→ **CONSIGNE 1**
Convertis en tableau Markdown les enregistrements depuis la ligne contenant « labrador in the photo above. » jusqu'à la fin des enregistrements, bornes comprises, en omettant les lignes vides. Nomme les deux colonnes « N° » pour le numéro de rang et « Ligne » pour le contenu.

→ **TEXTE À LIRE**
Rétro (mais pas trop), c’est la chronique qui rebondit sur l’actualité pour revenir en arrière et évoquer l’histoire d’un jeu vidéo, ou du jeu vidéo. Avec la sortie imminent de Dragon’s Dogma 2 et une disponibilité sur le service PS Extra, revenir sur ce qu’était Dragon’s Dogma: Dark Arisen et ce qu’il est devenu aujourd’hui nous paraissait intéressant.
Capcom et Hideaki Itsuno
Il est difficile de parler de Dragon’ Dogma sans parler d’Hideaki Itsuno. Créateur de Star Gladiator ou bien encore de Rival Schools pour les plus âgés d’entre nous, des jeux de combat en versus qui ont plutôt mal vieilli, Hideaki Itsuno est plus souvent rattaché aux jeux Devil May Cry. Si le premier DMC était une réussite et totalement fait sans lui, c’est bien le deuxième opus qui fait monter Itsuno sur le devant de la scène.
Alors, oui, nous vous voyons venir, DMC 2 est reconnu pour être le pire jeu de la licence, mais il faut savoir qu’Hideaki Itsuno répond à l’appel de Capcom pour sauver les meubles face au désastre annoncé en interne. Avec une frustration évidente, Itsuno fait ce qu’il peut recoller les morceaux mais, il est déjà trop tard, le jeu est bâti sur des fondations maladroites et la réception s’avère compliquée.
Itsuno n’en reste pas là. Il demande à Capcom de pouvoir assurer le suivi du prochain titre de Devil May Cry. Capcom accepte, et c’est l’histoire d’amour entre Capcom et Itsuno qui commence. La licence est dorénavant sur des rails plus solides et DMC 3 est un franc succès.
Itsuno n’en reste pas là. Il demande à Capcom de pouvoir assurer le suivi du prochain titre de Devil May Cry. Capcom accepte, et c’est l’histoire d’amour entre Capcom et Itsuno qui commence. La licence est dorénavant sur des rails plus solides et DMC 3 est un franc succès.
Le créatif japonais assurera également la réalisation sur les derniers opus, à savoir DMC 4 & 5 qui seront également reçus correctement. Mais un petit projet germe dans la tête de Itsuno. Inspiré par des univers fantastiques qu’il adore, l’homme sûr de Capcom rêve de créer une nouvelle licence remplie de créatures mythiques. Vous l’avez deviné, il s’agit de Dragon’s Dogma.
Chose intéressante, Capcom est connu pour avoir occidentalisé largement son catalogue de jeu et avoir opéré le virage bien avant les autres studios japonais (Nintendo bénéficie d’une aura particulière et cela nécessiterait de s’étendre, ce que nous n’allons pas faire ici).

→ **Entrées conservées d'une collection**
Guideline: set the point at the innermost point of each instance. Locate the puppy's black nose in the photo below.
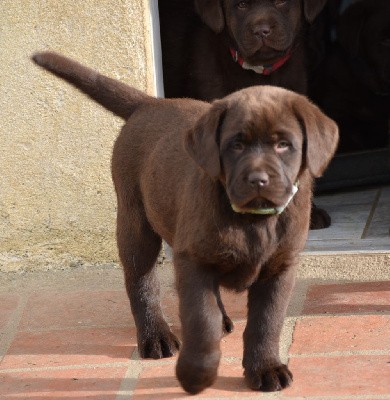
(262, 30)
(258, 179)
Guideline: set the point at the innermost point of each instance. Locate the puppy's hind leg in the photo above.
(139, 247)
(227, 323)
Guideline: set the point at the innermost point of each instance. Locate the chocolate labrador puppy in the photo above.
(243, 43)
(228, 186)
(353, 87)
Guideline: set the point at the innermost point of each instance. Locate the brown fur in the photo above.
(211, 72)
(214, 74)
(177, 166)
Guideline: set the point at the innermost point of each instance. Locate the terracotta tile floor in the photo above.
(74, 338)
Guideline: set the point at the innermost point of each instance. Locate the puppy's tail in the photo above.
(115, 96)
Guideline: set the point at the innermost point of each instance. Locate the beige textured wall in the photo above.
(57, 204)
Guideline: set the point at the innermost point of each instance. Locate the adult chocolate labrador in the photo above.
(240, 43)
(228, 186)
(250, 42)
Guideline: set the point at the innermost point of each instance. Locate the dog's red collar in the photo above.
(260, 69)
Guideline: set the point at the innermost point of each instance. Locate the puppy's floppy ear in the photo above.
(322, 135)
(311, 8)
(201, 142)
(211, 12)
(349, 27)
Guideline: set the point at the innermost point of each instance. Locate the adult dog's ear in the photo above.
(321, 133)
(211, 12)
(201, 142)
(311, 8)
(349, 27)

→ **CONSIGNE 2**
Reproduis à l'identique le passage de l'article sur Dragon's Dogma qui va de « Le créatif japonais » jusqu'à « pas faire ici). » inclus.

→ **RÉPONSE ATTENDUE 1**
| N° | Ligne |
|---|---|
| 1 | Guideline: set the point at the innermost point of each instance. Locate the adult chocolate labrador in the photo above. |
| 2 | (240, 43) |
| 3 | (228, 186) |
| 4 | (250, 42) |
| 5 | Guideline: set the point at the innermost point of each instance. Locate the dog's red collar in the photo above. |
| 6 | (260, 69) |
| 7 | Guideline: set the point at the innermost point of each instance. Locate the puppy's floppy ear in the photo above. |
| 8 | (322, 135) |
| 9 | (311, 8) |
| 10 | (201, 142) |
| 11 | (211, 12) |
| 12 | (349, 27) |
| 13 | Guideline: set the point at the innermost point of each instance. Locate the adult dog's ear in the photo above. |
| 14 | (321, 133) |
| 15 | (211, 12) |
| 16 | (201, 142) |
| 17 | (311, 8) |
| 18 | (349, 27) |

→ **RÉPONSE ATTENDUE 2**
Le créatif japonais assurera également la réalisation sur les derniers opus, à savoir DMC 4 & 5 qui seront également reçus correctement. Mais un petit projet germe dans la tête de Itsuno. Inspiré par des univers fantastiques qu’il adore, l’homme sûr de Capcom rêve de créer une nouvelle licence remplie de créatures mythiques. Vous l’avez deviné, il s’agit de Dragon’s Dogma.
Chose intéressante, Capcom est connu pour avoir occidentalisé largement son catalogue de jeu et avoir opéré le virage bien avant les autres studios japonais (Nintendo bénéficie d’une aura particulière et cela nécessiterait de s’étendre, ce que nous n’allons pas faire ici).